(Document excerpt)
______

Two pygmy sperm whales (Kogia breviceps) strand at East London (South Africa)

pygmy sperm whale

Neil Schentke of Winterstrand discovered two rare whales of the same species stranded east of Winterstrand on the 30th October 2018. They have been identified as pygmy sperm whales (the larger of the two small sperm whales species). The stranding at Haga-Haga on the 13th October 2018 was the smaller dwarf sperm whale. The identification of these two pygmy sperm whales was confirmed by the shape and position of the dorsal fin – the hooked low-set dorsal fin was positioned behind the mid-back. The shape and number of teeth also assisted with the identification.


The hooked low-set dorsal fin on the 2.15 m male pygmy sperm whale. Photo: Kevin Cole

The animals were almost equal in length when measured with the female being a few centimeters longer than the male at 2.2 m (the male measured 2.15 m).


Illustrated is the broad, short flipper set high and far forward on the right side of the male pygmy sperm whale. Photo: Kevin Cole

There is a strange aspect to determining the sex in these cetaceans. Normally with male whales the genital slit and anus are further apart than for females, but with the dwarf and pygmy sperm whales the males have the genital slit almost at the middle of the belly – this differs from all other species of whale! This was noted during the investigation during the week.

______

(Excerpted records)
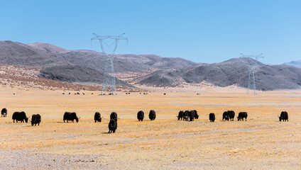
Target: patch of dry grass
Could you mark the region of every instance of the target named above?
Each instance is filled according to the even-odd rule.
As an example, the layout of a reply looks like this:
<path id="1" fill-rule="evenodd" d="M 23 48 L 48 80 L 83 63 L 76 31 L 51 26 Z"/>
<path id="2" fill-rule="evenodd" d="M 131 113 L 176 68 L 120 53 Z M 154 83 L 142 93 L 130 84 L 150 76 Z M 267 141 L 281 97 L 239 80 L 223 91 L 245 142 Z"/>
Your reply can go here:
<path id="1" fill-rule="evenodd" d="M 0 118 L 1 150 L 32 153 L 102 155 L 103 164 L 114 169 L 288 169 L 301 168 L 301 93 L 244 91 L 121 94 L 116 96 L 62 95 L 62 91 L 2 88 L 1 107 L 9 110 Z M 16 92 L 13 95 L 13 92 Z M 94 92 L 95 94 L 95 92 Z M 74 94 L 74 93 L 73 93 Z M 155 121 L 148 111 L 157 113 Z M 197 110 L 199 120 L 177 121 L 180 110 Z M 136 113 L 145 112 L 138 122 Z M 224 122 L 224 110 L 248 113 L 248 121 Z M 12 123 L 13 111 L 39 113 L 40 126 Z M 290 122 L 278 122 L 280 111 Z M 79 123 L 63 123 L 65 111 L 75 111 Z M 94 113 L 104 117 L 94 123 Z M 109 114 L 119 118 L 115 134 L 106 134 Z M 215 113 L 216 122 L 208 120 Z M 99 158 L 100 159 L 100 158 Z"/>

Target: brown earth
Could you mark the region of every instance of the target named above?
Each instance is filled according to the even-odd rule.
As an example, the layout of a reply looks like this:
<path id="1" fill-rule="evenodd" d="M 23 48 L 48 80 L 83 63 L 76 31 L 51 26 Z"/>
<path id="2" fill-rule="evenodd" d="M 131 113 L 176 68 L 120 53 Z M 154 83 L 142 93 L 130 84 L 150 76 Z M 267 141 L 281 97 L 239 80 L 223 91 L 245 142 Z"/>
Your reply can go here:
<path id="1" fill-rule="evenodd" d="M 0 107 L 6 107 L 9 113 L 0 118 L 1 167 L 301 169 L 301 91 L 253 96 L 234 87 L 199 88 L 186 92 L 148 89 L 148 95 L 98 96 L 84 91 L 84 96 L 62 94 L 67 91 L 2 87 Z M 157 113 L 151 122 L 148 118 L 150 109 Z M 192 109 L 197 110 L 198 120 L 177 120 L 179 110 Z M 146 113 L 143 122 L 136 118 L 140 110 Z M 236 115 L 247 111 L 248 120 L 222 121 L 222 113 L 227 110 L 234 110 Z M 17 110 L 24 110 L 28 116 L 40 114 L 40 126 L 13 123 L 11 115 Z M 279 122 L 277 116 L 282 110 L 289 113 L 289 122 Z M 63 123 L 65 111 L 76 112 L 80 122 Z M 96 111 L 104 117 L 101 123 L 94 123 Z M 116 133 L 107 134 L 111 111 L 118 113 L 118 128 Z M 209 113 L 215 113 L 216 122 L 209 121 Z"/>

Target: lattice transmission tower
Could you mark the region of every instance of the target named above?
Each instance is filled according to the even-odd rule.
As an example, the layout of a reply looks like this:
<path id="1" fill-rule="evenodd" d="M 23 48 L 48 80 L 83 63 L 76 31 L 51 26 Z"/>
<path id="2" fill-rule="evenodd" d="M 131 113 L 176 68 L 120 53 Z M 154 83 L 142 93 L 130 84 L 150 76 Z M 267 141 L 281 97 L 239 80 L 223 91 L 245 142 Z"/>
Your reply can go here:
<path id="1" fill-rule="evenodd" d="M 255 69 L 257 66 L 258 60 L 259 58 L 263 58 L 262 56 L 262 53 L 258 55 L 245 55 L 241 54 L 241 58 L 246 59 L 246 63 L 248 65 L 248 89 L 246 90 L 246 94 L 248 94 L 250 89 L 253 89 L 254 91 L 254 95 L 256 95 L 256 83 L 255 81 Z M 249 58 L 255 59 L 255 61 L 252 61 L 252 60 L 248 60 Z"/>
<path id="2" fill-rule="evenodd" d="M 104 62 L 104 80 L 102 82 L 102 95 L 105 95 L 106 90 L 109 88 L 111 93 L 111 95 L 117 95 L 117 91 L 116 90 L 116 80 L 115 80 L 115 72 L 114 69 L 114 63 L 113 63 L 113 55 L 115 54 L 116 50 L 117 50 L 118 42 L 120 40 L 126 40 L 128 41 L 126 38 L 123 37 L 125 33 L 123 33 L 119 36 L 115 35 L 105 35 L 99 36 L 96 33 L 93 33 L 95 37 L 92 38 L 91 40 L 99 40 L 100 42 L 100 47 L 102 47 L 102 51 L 105 55 L 105 62 Z M 113 39 L 115 40 L 115 43 L 113 43 L 110 45 L 104 42 L 106 39 Z M 115 44 L 115 47 L 111 49 L 111 52 L 106 52 L 104 48 L 104 44 L 106 45 L 109 48 L 111 45 Z"/>

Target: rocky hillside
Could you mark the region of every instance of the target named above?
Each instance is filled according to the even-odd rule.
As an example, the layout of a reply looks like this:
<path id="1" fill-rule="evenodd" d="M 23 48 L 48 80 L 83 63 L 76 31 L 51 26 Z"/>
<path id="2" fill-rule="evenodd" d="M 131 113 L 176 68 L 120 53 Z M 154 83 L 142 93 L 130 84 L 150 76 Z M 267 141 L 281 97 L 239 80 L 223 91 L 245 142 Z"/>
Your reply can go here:
<path id="1" fill-rule="evenodd" d="M 167 58 L 154 55 L 116 55 L 116 84 L 150 86 L 179 86 L 183 83 L 206 81 L 218 86 L 247 86 L 248 62 L 251 58 L 204 64 L 182 58 Z M 50 44 L 25 45 L 0 41 L 0 64 L 40 70 L 38 76 L 53 80 L 81 84 L 102 83 L 105 55 L 92 50 L 68 50 Z M 256 69 L 257 89 L 262 91 L 292 89 L 301 86 L 301 69 L 292 66 L 266 65 L 258 62 Z"/>
<path id="2" fill-rule="evenodd" d="M 290 62 L 286 62 L 284 63 L 283 64 L 285 65 L 291 65 L 291 66 L 294 66 L 298 68 L 301 68 L 301 60 L 297 60 L 297 61 L 292 61 Z"/>
<path id="3" fill-rule="evenodd" d="M 251 60 L 251 59 L 250 59 Z M 301 69 L 287 65 L 258 64 L 255 72 L 257 89 L 294 89 L 301 86 Z M 189 69 L 160 70 L 136 79 L 137 84 L 151 86 L 177 86 L 182 82 L 204 81 L 218 86 L 248 86 L 248 69 L 241 60 L 202 64 Z"/>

______

Can you reproduce the part of the pygmy sperm whale stranding report above that begins at the words "Neil Schentke of" and stops after "with the identification.", without changing a word?

Neil Schentke of Winterstrand discovered two rare whales of the same species stranded east of Winterstrand on the 30th October 2018. They have been identified as pygmy sperm whales (the larger of the two small sperm whales species). The stranding at Haga-Haga on the 13th October 2018 was the smaller dwarf sperm whale. The identification of these two pygmy sperm whales was confirmed by the shape and position of the dorsal fin – the hooked low-set dorsal fin was positioned behind the mid-back. The shape and number of teeth also assisted with the identification.